[Excerpted text]

The presence of Shadowserver sinkhole name servers in the WHOIS records was a good clue. Sinkholing of a domain name can be done both malicously as well as constructively. In this case, it looked like the Shadowserver Foundation intended to sinkhole the domain name constructively, so that any malware client trying to connect to my server nefariously would end up connecting to a sinkhole address instead. My domain name was sinkholed! The question now was: Why was it sinkholed?

Support Ticket

On 29 Nov 2019 at 19:29 UTC, I submitted a support ticket to Namecheap to report this issue. At 21:05 UTC, I received a response from Namecheap support that they have contacted Enom, their upstream registrar, to discuss the issue. There was no estimate for when a resolution might be available.

At 21:21 UTC, I submitted a domain name transfer complaint to the Internet Corporation for Assigned Names and Numbers (ICANN). I was not expecting any response from ICANN because they do not have any contractual authority on a country code top-level domain (ccTLD).

At 21:23 UTC, I emailed National Internet Exchange of India (NIXI). NIXI is the ccTLD manager for .IN domain and they have authority on it. I found their contact details from the IANA Delegation Record for .IN. Again, I was not expecting a response from NIXI because they do not have any contractual relationship directly with me. They have a contractual relationship with Namecheap, so any communication from them would be received by Namecheap and Namecheap would have to pass that on to me.

At 21:30 UTC, ICANN responded and said that I should contact the ccTLD manager directly. Like I explained in the previous paragraph, I had already done that, so there was nothing more for me to do except wait for Namecheap to provide an update after their investigation. By the way, NIXI never replied to my email.

[Stated task]
Answer these from the sinkholed domain account:
1. Whose sinkhole name servers showed up in the WHOIS records?
2. Which upstream registrar did Namecheap support contact?
3. What did ICANN's 21:30 UTC response say to do?
The rows that follow have no connection to the sinkholed domain account above.

[Extracted information]
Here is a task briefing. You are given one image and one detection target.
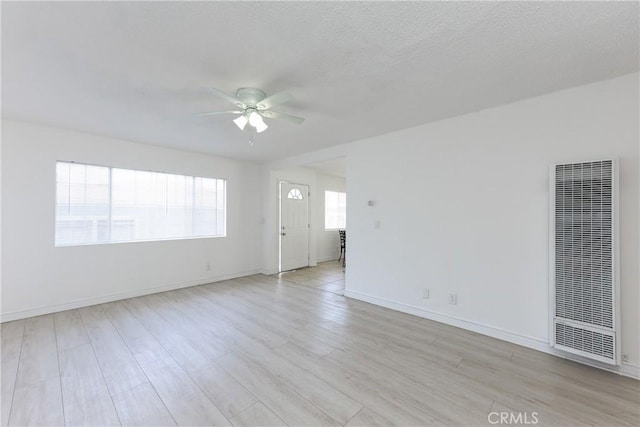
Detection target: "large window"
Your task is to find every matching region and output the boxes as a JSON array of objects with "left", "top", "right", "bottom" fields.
[
  {"left": 324, "top": 191, "right": 347, "bottom": 230},
  {"left": 56, "top": 162, "right": 226, "bottom": 246}
]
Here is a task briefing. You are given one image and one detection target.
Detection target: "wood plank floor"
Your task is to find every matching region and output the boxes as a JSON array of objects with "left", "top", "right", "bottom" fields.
[{"left": 1, "top": 262, "right": 640, "bottom": 426}]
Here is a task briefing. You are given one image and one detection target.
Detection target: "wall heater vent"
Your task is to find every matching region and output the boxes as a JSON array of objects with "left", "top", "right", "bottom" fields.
[{"left": 551, "top": 160, "right": 619, "bottom": 364}]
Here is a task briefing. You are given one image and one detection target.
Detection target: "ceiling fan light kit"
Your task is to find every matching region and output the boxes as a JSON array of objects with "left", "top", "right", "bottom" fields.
[{"left": 199, "top": 87, "right": 304, "bottom": 142}]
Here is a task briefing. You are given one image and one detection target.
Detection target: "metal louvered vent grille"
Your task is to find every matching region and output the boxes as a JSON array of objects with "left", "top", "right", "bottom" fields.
[
  {"left": 556, "top": 323, "right": 614, "bottom": 360},
  {"left": 553, "top": 160, "right": 615, "bottom": 360}
]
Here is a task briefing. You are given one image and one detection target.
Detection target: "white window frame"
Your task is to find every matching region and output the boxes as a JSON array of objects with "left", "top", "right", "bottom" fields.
[
  {"left": 324, "top": 190, "right": 347, "bottom": 231},
  {"left": 54, "top": 160, "right": 228, "bottom": 247}
]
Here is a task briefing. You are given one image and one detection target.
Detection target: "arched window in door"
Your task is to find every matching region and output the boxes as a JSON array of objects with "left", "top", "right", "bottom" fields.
[{"left": 287, "top": 188, "right": 303, "bottom": 200}]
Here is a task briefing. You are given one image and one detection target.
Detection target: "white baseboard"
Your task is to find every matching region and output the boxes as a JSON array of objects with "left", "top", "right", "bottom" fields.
[
  {"left": 344, "top": 289, "right": 640, "bottom": 379},
  {"left": 0, "top": 270, "right": 260, "bottom": 323}
]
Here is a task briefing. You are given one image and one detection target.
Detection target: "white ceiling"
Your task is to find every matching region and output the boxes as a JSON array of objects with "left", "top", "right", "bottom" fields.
[
  {"left": 2, "top": 2, "right": 639, "bottom": 162},
  {"left": 304, "top": 157, "right": 347, "bottom": 178}
]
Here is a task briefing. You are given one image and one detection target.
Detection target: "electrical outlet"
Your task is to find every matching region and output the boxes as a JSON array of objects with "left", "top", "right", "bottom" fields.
[{"left": 449, "top": 294, "right": 458, "bottom": 305}]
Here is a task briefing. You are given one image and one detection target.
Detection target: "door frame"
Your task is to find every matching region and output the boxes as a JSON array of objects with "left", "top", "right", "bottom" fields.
[{"left": 277, "top": 179, "right": 311, "bottom": 273}]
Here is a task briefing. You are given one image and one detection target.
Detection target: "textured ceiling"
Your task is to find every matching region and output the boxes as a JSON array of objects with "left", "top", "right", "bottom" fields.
[
  {"left": 2, "top": 2, "right": 639, "bottom": 162},
  {"left": 304, "top": 157, "right": 347, "bottom": 178}
]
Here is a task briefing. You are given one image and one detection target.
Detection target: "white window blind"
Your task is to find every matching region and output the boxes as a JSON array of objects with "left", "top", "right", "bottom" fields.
[
  {"left": 324, "top": 191, "right": 347, "bottom": 230},
  {"left": 55, "top": 162, "right": 226, "bottom": 246}
]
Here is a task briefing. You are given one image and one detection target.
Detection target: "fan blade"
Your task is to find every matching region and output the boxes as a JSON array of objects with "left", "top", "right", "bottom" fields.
[
  {"left": 203, "top": 86, "right": 247, "bottom": 110},
  {"left": 256, "top": 92, "right": 293, "bottom": 110},
  {"left": 196, "top": 111, "right": 244, "bottom": 116},
  {"left": 260, "top": 110, "right": 304, "bottom": 125}
]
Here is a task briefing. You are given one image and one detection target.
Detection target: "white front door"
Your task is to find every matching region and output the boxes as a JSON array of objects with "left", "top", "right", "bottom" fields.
[{"left": 280, "top": 182, "right": 309, "bottom": 271}]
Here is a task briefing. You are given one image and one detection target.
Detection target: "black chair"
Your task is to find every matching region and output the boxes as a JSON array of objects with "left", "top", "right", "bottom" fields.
[{"left": 338, "top": 230, "right": 347, "bottom": 267}]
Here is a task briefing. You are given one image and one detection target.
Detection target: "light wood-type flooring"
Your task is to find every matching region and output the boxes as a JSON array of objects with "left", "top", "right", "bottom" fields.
[{"left": 2, "top": 262, "right": 640, "bottom": 427}]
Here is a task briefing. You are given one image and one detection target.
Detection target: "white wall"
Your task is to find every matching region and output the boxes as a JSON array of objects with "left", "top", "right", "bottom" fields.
[
  {"left": 346, "top": 74, "right": 640, "bottom": 376},
  {"left": 316, "top": 173, "right": 349, "bottom": 262},
  {"left": 1, "top": 120, "right": 262, "bottom": 320}
]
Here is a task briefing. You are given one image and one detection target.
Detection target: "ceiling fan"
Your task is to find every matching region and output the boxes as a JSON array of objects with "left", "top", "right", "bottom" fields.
[{"left": 199, "top": 87, "right": 304, "bottom": 133}]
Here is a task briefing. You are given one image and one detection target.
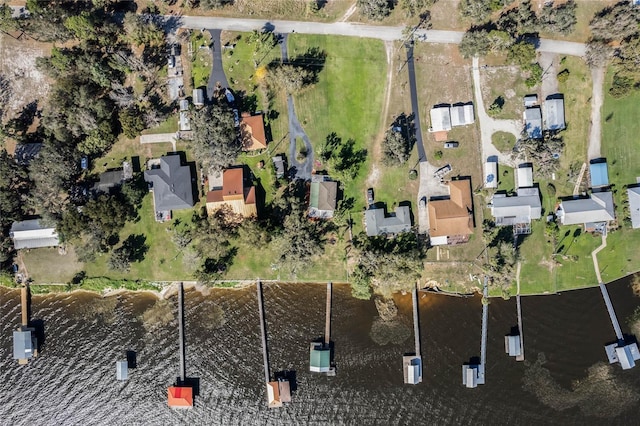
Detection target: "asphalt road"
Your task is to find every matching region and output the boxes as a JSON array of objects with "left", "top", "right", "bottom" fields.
[
  {"left": 165, "top": 16, "right": 585, "bottom": 56},
  {"left": 407, "top": 46, "right": 427, "bottom": 162}
]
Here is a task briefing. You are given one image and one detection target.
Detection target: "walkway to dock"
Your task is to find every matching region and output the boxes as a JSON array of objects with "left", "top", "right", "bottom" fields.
[
  {"left": 516, "top": 262, "right": 524, "bottom": 361},
  {"left": 256, "top": 280, "right": 271, "bottom": 383},
  {"left": 591, "top": 234, "right": 624, "bottom": 340}
]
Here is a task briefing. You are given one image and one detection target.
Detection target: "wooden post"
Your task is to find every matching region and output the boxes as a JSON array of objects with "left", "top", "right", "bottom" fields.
[{"left": 324, "top": 282, "right": 331, "bottom": 346}]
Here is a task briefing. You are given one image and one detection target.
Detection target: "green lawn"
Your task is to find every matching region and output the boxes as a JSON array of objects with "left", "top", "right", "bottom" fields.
[
  {"left": 190, "top": 31, "right": 213, "bottom": 89},
  {"left": 85, "top": 194, "right": 193, "bottom": 281},
  {"left": 288, "top": 34, "right": 384, "bottom": 209}
]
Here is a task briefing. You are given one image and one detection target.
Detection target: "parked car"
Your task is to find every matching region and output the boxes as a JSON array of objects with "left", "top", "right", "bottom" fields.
[{"left": 367, "top": 188, "right": 373, "bottom": 205}]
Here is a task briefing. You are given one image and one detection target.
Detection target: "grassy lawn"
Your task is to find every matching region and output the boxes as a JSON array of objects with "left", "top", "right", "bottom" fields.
[
  {"left": 220, "top": 31, "right": 289, "bottom": 145},
  {"left": 288, "top": 34, "right": 384, "bottom": 209},
  {"left": 85, "top": 194, "right": 193, "bottom": 281},
  {"left": 190, "top": 31, "right": 213, "bottom": 89},
  {"left": 491, "top": 132, "right": 516, "bottom": 152}
]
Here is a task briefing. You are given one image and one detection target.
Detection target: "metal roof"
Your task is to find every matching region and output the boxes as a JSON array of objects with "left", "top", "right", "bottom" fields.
[
  {"left": 627, "top": 186, "right": 640, "bottom": 228},
  {"left": 429, "top": 106, "right": 451, "bottom": 132},
  {"left": 524, "top": 107, "right": 542, "bottom": 139},
  {"left": 558, "top": 191, "right": 615, "bottom": 225},
  {"left": 144, "top": 155, "right": 193, "bottom": 211},
  {"left": 9, "top": 219, "right": 60, "bottom": 250},
  {"left": 589, "top": 161, "right": 609, "bottom": 188},
  {"left": 544, "top": 98, "right": 565, "bottom": 130},
  {"left": 364, "top": 206, "right": 411, "bottom": 237}
]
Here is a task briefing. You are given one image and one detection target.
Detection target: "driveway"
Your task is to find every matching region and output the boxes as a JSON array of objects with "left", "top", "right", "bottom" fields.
[
  {"left": 207, "top": 29, "right": 229, "bottom": 100},
  {"left": 472, "top": 58, "right": 522, "bottom": 166},
  {"left": 280, "top": 34, "right": 313, "bottom": 180}
]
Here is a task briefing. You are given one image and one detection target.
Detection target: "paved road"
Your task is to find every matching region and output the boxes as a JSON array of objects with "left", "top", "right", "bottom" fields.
[
  {"left": 280, "top": 34, "right": 313, "bottom": 180},
  {"left": 407, "top": 46, "right": 427, "bottom": 162},
  {"left": 207, "top": 29, "right": 229, "bottom": 100},
  {"left": 165, "top": 16, "right": 586, "bottom": 56}
]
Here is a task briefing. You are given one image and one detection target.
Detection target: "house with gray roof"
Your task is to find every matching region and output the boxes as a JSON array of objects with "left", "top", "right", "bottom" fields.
[
  {"left": 544, "top": 94, "right": 566, "bottom": 131},
  {"left": 9, "top": 219, "right": 60, "bottom": 250},
  {"left": 556, "top": 191, "right": 616, "bottom": 231},
  {"left": 627, "top": 186, "right": 640, "bottom": 229},
  {"left": 144, "top": 155, "right": 193, "bottom": 221},
  {"left": 364, "top": 206, "right": 411, "bottom": 237},
  {"left": 524, "top": 107, "right": 542, "bottom": 139}
]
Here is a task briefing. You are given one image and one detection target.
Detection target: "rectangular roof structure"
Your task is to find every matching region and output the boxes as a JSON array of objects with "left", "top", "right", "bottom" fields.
[
  {"left": 309, "top": 342, "right": 331, "bottom": 373},
  {"left": 558, "top": 191, "right": 616, "bottom": 225},
  {"left": 544, "top": 95, "right": 566, "bottom": 130},
  {"left": 429, "top": 105, "right": 451, "bottom": 132},
  {"left": 589, "top": 159, "right": 609, "bottom": 188},
  {"left": 450, "top": 103, "right": 475, "bottom": 127},
  {"left": 524, "top": 94, "right": 538, "bottom": 108},
  {"left": 364, "top": 206, "right": 411, "bottom": 237},
  {"left": 516, "top": 163, "right": 533, "bottom": 188},
  {"left": 491, "top": 187, "right": 542, "bottom": 226},
  {"left": 627, "top": 186, "right": 640, "bottom": 228},
  {"left": 524, "top": 107, "right": 542, "bottom": 139},
  {"left": 13, "top": 328, "right": 37, "bottom": 360},
  {"left": 309, "top": 180, "right": 338, "bottom": 219},
  {"left": 9, "top": 219, "right": 60, "bottom": 250},
  {"left": 144, "top": 155, "right": 193, "bottom": 212},
  {"left": 484, "top": 161, "right": 498, "bottom": 188},
  {"left": 428, "top": 179, "right": 473, "bottom": 237}
]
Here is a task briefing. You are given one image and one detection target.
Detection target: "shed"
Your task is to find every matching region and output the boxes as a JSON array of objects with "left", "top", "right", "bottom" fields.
[
  {"left": 484, "top": 161, "right": 498, "bottom": 188},
  {"left": 524, "top": 107, "right": 542, "bottom": 139},
  {"left": 524, "top": 94, "right": 538, "bottom": 108},
  {"left": 516, "top": 163, "right": 533, "bottom": 188},
  {"left": 589, "top": 158, "right": 609, "bottom": 188},
  {"left": 193, "top": 89, "right": 204, "bottom": 106},
  {"left": 627, "top": 186, "right": 640, "bottom": 228},
  {"left": 9, "top": 219, "right": 60, "bottom": 250},
  {"left": 116, "top": 360, "right": 129, "bottom": 380},
  {"left": 429, "top": 105, "right": 451, "bottom": 132},
  {"left": 309, "top": 342, "right": 331, "bottom": 373},
  {"left": 544, "top": 95, "right": 566, "bottom": 131}
]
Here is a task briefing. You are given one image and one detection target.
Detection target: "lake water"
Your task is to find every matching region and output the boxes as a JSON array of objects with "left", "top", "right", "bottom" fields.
[{"left": 0, "top": 280, "right": 640, "bottom": 425}]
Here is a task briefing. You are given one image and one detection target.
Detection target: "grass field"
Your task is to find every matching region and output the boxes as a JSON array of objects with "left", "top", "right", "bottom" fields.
[{"left": 288, "top": 34, "right": 388, "bottom": 209}]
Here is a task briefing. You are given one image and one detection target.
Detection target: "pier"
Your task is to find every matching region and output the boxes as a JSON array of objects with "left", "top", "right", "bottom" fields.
[
  {"left": 402, "top": 283, "right": 422, "bottom": 385},
  {"left": 13, "top": 285, "right": 38, "bottom": 365},
  {"left": 309, "top": 282, "right": 336, "bottom": 376},
  {"left": 462, "top": 276, "right": 489, "bottom": 388},
  {"left": 167, "top": 283, "right": 194, "bottom": 408},
  {"left": 256, "top": 280, "right": 291, "bottom": 408}
]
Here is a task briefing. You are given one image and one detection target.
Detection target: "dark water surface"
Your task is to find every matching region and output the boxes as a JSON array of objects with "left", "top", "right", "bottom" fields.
[{"left": 0, "top": 280, "right": 640, "bottom": 425}]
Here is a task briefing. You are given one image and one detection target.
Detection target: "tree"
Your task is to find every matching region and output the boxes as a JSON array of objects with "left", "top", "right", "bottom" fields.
[
  {"left": 269, "top": 64, "right": 315, "bottom": 94},
  {"left": 538, "top": 0, "right": 578, "bottom": 35},
  {"left": 356, "top": 0, "right": 391, "bottom": 21},
  {"left": 382, "top": 128, "right": 410, "bottom": 166},
  {"left": 458, "top": 28, "right": 491, "bottom": 58},
  {"left": 191, "top": 105, "right": 241, "bottom": 171}
]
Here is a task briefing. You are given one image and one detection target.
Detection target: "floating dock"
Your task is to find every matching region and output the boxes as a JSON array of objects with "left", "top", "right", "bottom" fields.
[
  {"left": 256, "top": 280, "right": 291, "bottom": 408},
  {"left": 402, "top": 283, "right": 422, "bottom": 385},
  {"left": 13, "top": 285, "right": 38, "bottom": 365},
  {"left": 309, "top": 282, "right": 336, "bottom": 376},
  {"left": 167, "top": 283, "right": 193, "bottom": 408},
  {"left": 462, "top": 276, "right": 489, "bottom": 388}
]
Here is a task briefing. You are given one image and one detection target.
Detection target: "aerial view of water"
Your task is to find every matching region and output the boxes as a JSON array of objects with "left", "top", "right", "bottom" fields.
[{"left": 0, "top": 280, "right": 640, "bottom": 425}]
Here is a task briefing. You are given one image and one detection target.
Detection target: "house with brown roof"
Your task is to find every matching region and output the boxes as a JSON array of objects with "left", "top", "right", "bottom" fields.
[
  {"left": 240, "top": 112, "right": 267, "bottom": 151},
  {"left": 207, "top": 167, "right": 258, "bottom": 217},
  {"left": 428, "top": 179, "right": 473, "bottom": 246}
]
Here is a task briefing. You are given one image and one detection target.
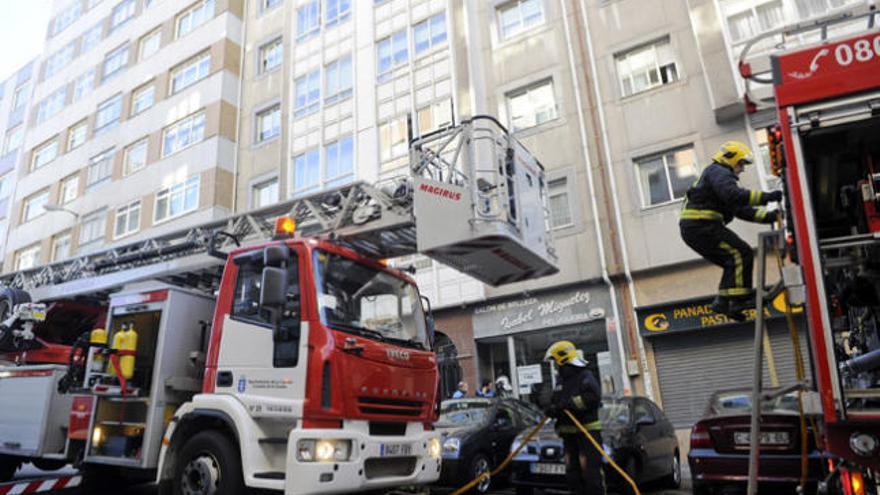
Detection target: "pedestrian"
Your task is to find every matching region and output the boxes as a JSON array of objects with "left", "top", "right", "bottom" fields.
[
  {"left": 679, "top": 141, "right": 782, "bottom": 321},
  {"left": 452, "top": 382, "right": 467, "bottom": 399},
  {"left": 477, "top": 380, "right": 495, "bottom": 399},
  {"left": 544, "top": 340, "right": 605, "bottom": 495}
]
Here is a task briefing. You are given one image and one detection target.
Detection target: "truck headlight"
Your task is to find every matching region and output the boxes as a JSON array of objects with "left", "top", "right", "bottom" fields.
[
  {"left": 428, "top": 437, "right": 442, "bottom": 459},
  {"left": 443, "top": 437, "right": 461, "bottom": 456},
  {"left": 296, "top": 439, "right": 351, "bottom": 462}
]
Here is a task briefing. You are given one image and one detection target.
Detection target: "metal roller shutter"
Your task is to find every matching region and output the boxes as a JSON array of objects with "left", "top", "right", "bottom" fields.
[{"left": 651, "top": 320, "right": 811, "bottom": 428}]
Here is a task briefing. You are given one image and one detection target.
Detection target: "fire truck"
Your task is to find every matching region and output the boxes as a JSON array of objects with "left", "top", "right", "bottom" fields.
[
  {"left": 740, "top": 6, "right": 880, "bottom": 495},
  {"left": 0, "top": 117, "right": 558, "bottom": 494}
]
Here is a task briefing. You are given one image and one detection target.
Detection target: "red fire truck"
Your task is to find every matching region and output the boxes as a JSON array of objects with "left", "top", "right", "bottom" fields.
[
  {"left": 0, "top": 117, "right": 557, "bottom": 495},
  {"left": 740, "top": 7, "right": 880, "bottom": 495}
]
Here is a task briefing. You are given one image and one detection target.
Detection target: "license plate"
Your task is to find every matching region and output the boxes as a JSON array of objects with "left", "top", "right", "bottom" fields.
[
  {"left": 379, "top": 443, "right": 412, "bottom": 457},
  {"left": 733, "top": 431, "right": 788, "bottom": 445},
  {"left": 530, "top": 462, "right": 565, "bottom": 475}
]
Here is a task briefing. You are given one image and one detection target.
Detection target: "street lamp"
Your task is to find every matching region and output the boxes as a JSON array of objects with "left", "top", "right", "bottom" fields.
[{"left": 43, "top": 204, "right": 79, "bottom": 220}]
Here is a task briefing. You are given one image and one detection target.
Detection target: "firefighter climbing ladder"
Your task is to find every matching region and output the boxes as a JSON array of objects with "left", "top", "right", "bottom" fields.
[{"left": 0, "top": 116, "right": 558, "bottom": 300}]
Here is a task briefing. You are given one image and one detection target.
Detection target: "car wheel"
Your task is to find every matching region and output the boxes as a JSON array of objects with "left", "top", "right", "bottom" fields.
[
  {"left": 663, "top": 450, "right": 681, "bottom": 489},
  {"left": 174, "top": 431, "right": 244, "bottom": 495},
  {"left": 470, "top": 454, "right": 492, "bottom": 493}
]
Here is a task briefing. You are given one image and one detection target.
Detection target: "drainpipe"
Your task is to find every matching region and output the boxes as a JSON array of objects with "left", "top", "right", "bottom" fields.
[
  {"left": 559, "top": 0, "right": 631, "bottom": 396},
  {"left": 232, "top": 0, "right": 249, "bottom": 213}
]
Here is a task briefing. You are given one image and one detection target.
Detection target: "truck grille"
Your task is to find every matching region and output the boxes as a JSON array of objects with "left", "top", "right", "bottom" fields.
[
  {"left": 364, "top": 457, "right": 416, "bottom": 480},
  {"left": 358, "top": 397, "right": 424, "bottom": 416}
]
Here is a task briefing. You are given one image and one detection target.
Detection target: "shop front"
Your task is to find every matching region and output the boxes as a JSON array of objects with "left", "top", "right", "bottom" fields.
[
  {"left": 473, "top": 286, "right": 624, "bottom": 402},
  {"left": 636, "top": 294, "right": 811, "bottom": 429}
]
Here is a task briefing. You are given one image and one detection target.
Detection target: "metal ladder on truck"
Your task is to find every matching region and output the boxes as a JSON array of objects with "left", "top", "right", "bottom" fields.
[{"left": 0, "top": 116, "right": 558, "bottom": 300}]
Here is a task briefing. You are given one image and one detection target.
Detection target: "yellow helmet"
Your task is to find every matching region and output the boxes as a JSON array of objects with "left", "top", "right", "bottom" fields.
[
  {"left": 712, "top": 141, "right": 755, "bottom": 167},
  {"left": 544, "top": 340, "right": 587, "bottom": 367}
]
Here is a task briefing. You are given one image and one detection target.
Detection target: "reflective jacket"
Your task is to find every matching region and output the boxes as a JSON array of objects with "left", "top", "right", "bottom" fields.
[
  {"left": 552, "top": 364, "right": 602, "bottom": 435},
  {"left": 681, "top": 162, "right": 777, "bottom": 224}
]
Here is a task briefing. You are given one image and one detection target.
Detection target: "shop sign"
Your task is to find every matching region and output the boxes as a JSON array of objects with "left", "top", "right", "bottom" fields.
[
  {"left": 516, "top": 364, "right": 544, "bottom": 386},
  {"left": 636, "top": 293, "right": 803, "bottom": 337},
  {"left": 474, "top": 290, "right": 608, "bottom": 338}
]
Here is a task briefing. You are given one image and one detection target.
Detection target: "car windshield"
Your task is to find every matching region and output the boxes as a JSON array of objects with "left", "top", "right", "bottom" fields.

[Finished answer]
1. The Shadowserver Foundation's
2. Enom
3. Contact the ccTLD manager directly